*GIVEN RECORDS*
§ §

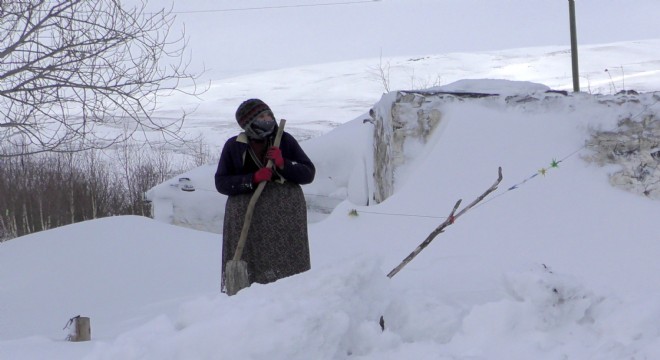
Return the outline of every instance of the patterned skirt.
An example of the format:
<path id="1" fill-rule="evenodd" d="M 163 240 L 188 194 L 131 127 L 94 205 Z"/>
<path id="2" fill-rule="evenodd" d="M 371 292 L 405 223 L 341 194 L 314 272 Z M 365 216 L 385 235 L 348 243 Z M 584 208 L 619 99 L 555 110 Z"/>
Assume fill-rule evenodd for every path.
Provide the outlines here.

§ §

*TASK TO COMPLETE*
Restate the data word for word and exclude every picture.

*EXPECTED OUTPUT*
Return the outline of every instance of the patterned skirt.
An example of the format:
<path id="1" fill-rule="evenodd" d="M 163 240 L 188 194 L 131 127 L 94 205 Z"/>
<path id="2" fill-rule="evenodd" d="M 371 292 L 405 223 L 341 194 L 314 272 Z M 365 216 L 385 235 L 348 243 Z M 584 208 L 619 99 L 555 110 Z"/>
Assume fill-rule evenodd for every path.
Provide the outlines here.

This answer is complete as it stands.